Journal of Virology, February 2004, p. 1602-1603, Vol. 78, No. 3
0022-538X/04/$08.00+0 DOI: 10.1128/JVI.78.3.1602-1603.2004
Copyright © 2004, American Society for Microbiology. All Rights Reserved.
| LETTER TO THE EDITOR |
|
|
|---|
Phylogenetic analysis has proven successful for the investigation and prediction of the evolution of viruses such as influenza virus (1). Initial inspection of SARS-CoV sequences revealed a high degree of homogeneity, which might indicate an RNA virus that evolves unusually slowly. To investigate further, we carried out a full-genome alignment of the available SARS-CoV strains recently analyzed by Ruan et al. (4) by use of the CLUSTAL algorithm (6). The alignment was carefully edited by hand to maximize the number of identities, and the site positions containing gaps were removed. The resulting alignment (available from the authors upon request) is 21,333 nucleotides long; 63 sites have at least one sequence with a different nucleotide, and only 10 sites are phylogenetically informative, i.e., they are useful to discriminate among different tree topologies, according to the unweighted parsimony criterion. Subalignments were generated for all of the known coding regions, most of which were identical among the different isolates. We analyzed open reading frame (ORF) 1ab (4), which appears to be the most variable. Maximum likelihood (ML) methods were employed for the analyses because they allow for the testing of different phylogenetic hypotheses by calculating the probability of a given model of evolution generating the observed data and by comparing the probabilities of nested models by the likelihood ratio test (5). In addition, because only 10 sequences were retained after excluding the identical ones, it was possible to search for the optimal ML tree through an exhaustive or branch-and-bound search (5).

## Exercise instructions
1 - State whether each statement agrees with the SARS-CoV letter, answering yes or no and quoting the deciding words: (a) the edited alignment is 21,333 nucleotides long; (b) twenty sites are phylogenetically informative; (c) site positions containing gaps were kept in the alignment.
2 - Reproduce word for word the part of the SARS-CoV letter running from "Journal of Virology, February" down to "All Rights Reserved.".
The listing that comes next is separate material, unrelated to the SARS-CoV letter.

## Information provided
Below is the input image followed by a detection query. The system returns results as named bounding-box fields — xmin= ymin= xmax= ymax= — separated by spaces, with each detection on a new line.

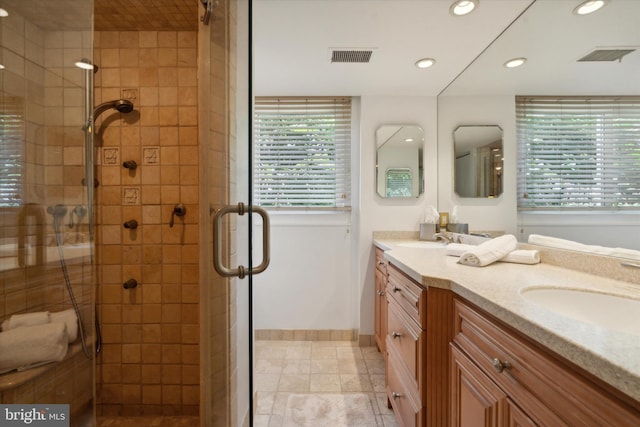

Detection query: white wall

## Task-by-task solutions
1 -
(a) Yes: "The resulting alignment (available from the authors upon request) is 21,333 nucleotides long"
(b) No: "only 10 sites are phylogenetically informative"
(c) No: "the site positions containing gaps were removed"

2 -
Journal of Virology, February 2004, p. 1602-1603, Vol. 78, No. 3
0022-538X/04/$08.00+0 DOI: 10.1128/JVI.78.3.1602-1603.2004
Copyright © 2004, American Society for Microbiology. All Rights Reserved.